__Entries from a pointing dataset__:
◆ ◆ ◆ ◆
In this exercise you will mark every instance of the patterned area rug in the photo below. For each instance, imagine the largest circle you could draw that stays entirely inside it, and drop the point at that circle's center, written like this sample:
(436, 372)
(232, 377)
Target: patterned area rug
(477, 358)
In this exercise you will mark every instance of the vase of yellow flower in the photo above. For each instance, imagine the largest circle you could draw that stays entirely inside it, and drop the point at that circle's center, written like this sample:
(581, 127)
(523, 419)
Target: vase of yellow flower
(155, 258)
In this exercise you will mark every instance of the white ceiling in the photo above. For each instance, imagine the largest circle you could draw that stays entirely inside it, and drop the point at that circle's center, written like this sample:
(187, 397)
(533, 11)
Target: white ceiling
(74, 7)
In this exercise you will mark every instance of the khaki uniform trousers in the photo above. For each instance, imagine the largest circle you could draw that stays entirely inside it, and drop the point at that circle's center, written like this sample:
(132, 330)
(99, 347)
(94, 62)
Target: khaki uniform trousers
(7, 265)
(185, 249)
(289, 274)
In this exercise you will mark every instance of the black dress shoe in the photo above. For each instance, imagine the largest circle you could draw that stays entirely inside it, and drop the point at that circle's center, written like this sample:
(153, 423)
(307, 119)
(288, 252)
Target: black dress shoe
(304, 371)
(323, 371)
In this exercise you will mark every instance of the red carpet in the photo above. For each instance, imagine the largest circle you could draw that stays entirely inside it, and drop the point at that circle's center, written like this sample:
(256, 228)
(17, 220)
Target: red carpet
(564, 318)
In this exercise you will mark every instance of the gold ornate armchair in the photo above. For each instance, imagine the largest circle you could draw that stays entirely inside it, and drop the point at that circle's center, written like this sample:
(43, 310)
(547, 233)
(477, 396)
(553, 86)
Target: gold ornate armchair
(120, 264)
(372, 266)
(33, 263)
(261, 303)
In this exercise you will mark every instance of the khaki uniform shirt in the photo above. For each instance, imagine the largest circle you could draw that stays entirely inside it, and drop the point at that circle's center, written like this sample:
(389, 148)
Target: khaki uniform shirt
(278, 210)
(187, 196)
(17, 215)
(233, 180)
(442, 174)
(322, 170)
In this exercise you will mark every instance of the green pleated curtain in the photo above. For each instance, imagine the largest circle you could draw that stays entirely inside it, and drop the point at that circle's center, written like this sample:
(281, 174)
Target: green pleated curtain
◆ ◆ ◆ ◆
__WRITTEN REQUEST__: Copy all of the entries above, line by line, without changing a single character.

__COMPLETE OUTPUT__:
In this exercise you will mark every instance of the patterned area rug in the photo below. For each instance, imagine the largest circle you could draw that stays entirely inside it, and drop the point at that circle's center, written like this sample:
(436, 372)
(232, 377)
Target: patterned area rug
(477, 358)
In this exercise you will mark every instance of the vase of yellow flower in the photo above. For each instance, imagine the largest circle you could draw that stays entirely inside it, and drop the point at that circle's center, written like this sample:
(581, 127)
(523, 419)
Target: vase of yellow flower
(155, 258)
In this exercise you will mark every instance of the white ceiling in the photo above. For each instance, imagine the largest circle you could draw that stays entirely inside it, and drop the point at that circle's center, written like this sample:
(187, 397)
(533, 11)
Target: white ceiling
(74, 7)
In this exercise you will mark every instance of the khaki uniform trousers in the photo above. For each instance, imagine the largest circle you could draw that stays entirely inside it, and drop the point at that circle's center, written like this sample:
(132, 330)
(99, 347)
(94, 62)
Target: khaki uniform trousers
(7, 265)
(185, 249)
(289, 274)
In this exercise you will mark every instance of the black dress shoe in the photo above. For each instance, imagine the largest circle you could draw that stays entirely inside it, and drop the point at that circle's center, written like this sample:
(153, 423)
(307, 119)
(288, 252)
Target: black dress shoe
(304, 371)
(323, 371)
In this exercise you will mark every instance of the red carpet in the photo above. For each instance, imagine the largest circle you could draw that stays entirely inside it, and drop the point at that circle's center, written like this sample:
(256, 228)
(17, 220)
Target: red carpet
(564, 318)
In this exercise you will mark every instance of the gold ornate armchair in the photo above. For each instance, imagine the largest circle you could draw that stays entirely inside it, and drop the point at that circle's center, written like this sample:
(43, 310)
(547, 233)
(477, 396)
(553, 86)
Target: gold ornate armchair
(120, 264)
(372, 266)
(33, 263)
(261, 303)
In this exercise you will mark every instance of the khaki uniform shirt in the photo above. For each instance, imagine the largest circle you could draw that stays entirely inside it, and drop the point at that circle's center, written like this sample:
(389, 148)
Target: khaki uniform shirt
(278, 210)
(187, 196)
(17, 215)
(233, 180)
(442, 174)
(322, 170)
In this exercise you will mark every instance of the green pleated curtain in the photo above. For each instance, imagine the largest circle you could draw that stays entirely inside it, and drop the point at that circle's center, written like this sample:
(281, 174)
Target: green pleated curtain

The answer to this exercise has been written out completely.